— Ihre Aufgabe —
Entscheiden Sie für jede der drei Aussagen (a) bis (c), ob sie mit dem Übungstext übereinstimmt. Antworten Sie jeweils mit Ja oder Nein und zitieren Sie die entscheidenden Worte des Übungstextes wörtlich.
(a) Der Kaiser konnte gestern etwa acht Stunden außerhalb des Bettes verbringen.
(b) Falk hat sein Abschiedsgesuch endgültig zurückgezogen.
(c) Der Kongress beginnt morgen.

##### Übungstext

Das Befinden des Kaisers ist fortwährend sehr befriedigend. Der Heilungsprozess geht ganz normal und rasch von Statten, so dass der Patient gestern z. B. etwa 8 Stunden ausser dem Bette zubringen konnte, was die Ärtzte in ganz besonderm Maasse beruhigt, währenddem sie bis jetzt befürchteten, das fortdauernde Liegen und die hiemit verbundene Störung der Blutzirkulation könnte eine Affektion der Lungen nach sich ziehen. Zur Zeit kömmt nur noch die Anschwellung am rechten Handgelenk und die sog. Einkapslung des «Stehpostens», welcher dort sitzt, in Frage. Es soll aber auch hiemit gut gehen und hofft man dessgleichen, der Kaiser werde recht bald wieder den traditionellen Hohenzollern-Appetit entwickeln. Ob er wirklich beabsichtigen soll, Ende dieser Woche nach Babelsberg überzusiedeln, habe ich noch nicht bestimmt ermitteln können.
Der Rücktritt Falks ist wohl «aufgeschoben» aber nicht «aufgehoben». Ich habe hierüber gestern von durchaus genau unterrichteter Seite Folgendes vernommen: Falk antworte dem Kaiser auf dessen äusserst freundlich gehaltenes Handschreiben, er wünschte sehr bleiben zu können, allein es bestehe zwischen Sr Majestät und ihm betreffend verschiedene Fragen eine so grosse Meinungsdifferenz, dass er nicht einsehe, wie es ihm möglich sein werde, auf seinem Posten zu verharren. Hierauf erneuerte der Kaiser seine Einladung an Falk, er möge bleiben, mit dem Beifügen, man könne ja dann gelegentlich sehen, ob sie sich nicht dennoch verständigen werden. Bald folgte dann das zweite Attentat und nun hat Falk in der That das Abschiedsgesuch einstweilen zurückgezogen. Er sagt aber selbst mit der grössten Offenheit, sein Rücktritt sei nur eine Frage der Zeit, denn die Motive zu demselben werden bestehen bleiben.
Übermorgen beginnt also der Kongress. Ich werde Ihnen hierüber so oft und so viel berichten, als es mir möglich sein wird. Heute Abend schon sind einige Bevollmächtigter hier erwartet und der Telegraph hat bereits die Abreise Aller, selbst auch von Gortchakoff, über welchen, wie ich früher berichtet, noch vor wenigen Wochen allgemein das Todesurtheil gesprochen wurde, gemeldet.

##########
##### Bereitgestelltes Material

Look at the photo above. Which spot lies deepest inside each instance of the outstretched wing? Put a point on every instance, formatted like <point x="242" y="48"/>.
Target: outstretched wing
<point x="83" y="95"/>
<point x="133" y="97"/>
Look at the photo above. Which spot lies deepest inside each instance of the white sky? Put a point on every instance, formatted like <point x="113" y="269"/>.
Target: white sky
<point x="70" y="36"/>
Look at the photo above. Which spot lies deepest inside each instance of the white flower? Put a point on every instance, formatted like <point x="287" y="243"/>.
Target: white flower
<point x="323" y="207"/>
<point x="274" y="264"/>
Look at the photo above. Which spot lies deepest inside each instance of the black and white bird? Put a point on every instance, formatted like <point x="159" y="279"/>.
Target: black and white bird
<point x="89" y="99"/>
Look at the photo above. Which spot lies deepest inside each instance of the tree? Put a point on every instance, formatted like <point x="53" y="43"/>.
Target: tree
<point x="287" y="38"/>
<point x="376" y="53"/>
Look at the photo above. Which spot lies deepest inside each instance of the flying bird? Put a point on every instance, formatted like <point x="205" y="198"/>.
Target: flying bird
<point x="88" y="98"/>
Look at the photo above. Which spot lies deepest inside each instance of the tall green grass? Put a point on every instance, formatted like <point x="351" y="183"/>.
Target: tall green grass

##########
##### Bereitgestelltes Material

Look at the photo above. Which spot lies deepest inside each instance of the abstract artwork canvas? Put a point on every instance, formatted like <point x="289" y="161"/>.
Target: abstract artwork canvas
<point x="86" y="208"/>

##########
##### Bereitgestelltes Material

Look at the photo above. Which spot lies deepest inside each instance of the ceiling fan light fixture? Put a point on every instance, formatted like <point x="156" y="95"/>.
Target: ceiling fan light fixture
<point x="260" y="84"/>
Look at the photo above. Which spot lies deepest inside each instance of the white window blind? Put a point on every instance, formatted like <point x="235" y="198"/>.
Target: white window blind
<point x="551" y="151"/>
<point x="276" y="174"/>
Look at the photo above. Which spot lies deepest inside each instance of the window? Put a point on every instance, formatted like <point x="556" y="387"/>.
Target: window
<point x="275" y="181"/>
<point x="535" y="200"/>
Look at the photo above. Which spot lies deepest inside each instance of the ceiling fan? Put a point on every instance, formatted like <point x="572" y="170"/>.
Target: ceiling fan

##########

— Lösung —
(a) Ja: „so dass der Patient gestern z. B. etwa 8 Stunden ausser dem Bette zubringen konnte“.
(b) Nein: „nun hat Falk in der That das Abschiedsgesuch einstweilen zurückgezogen“.
(c) Nein: „Übermorgen beginnt also der Kongress.“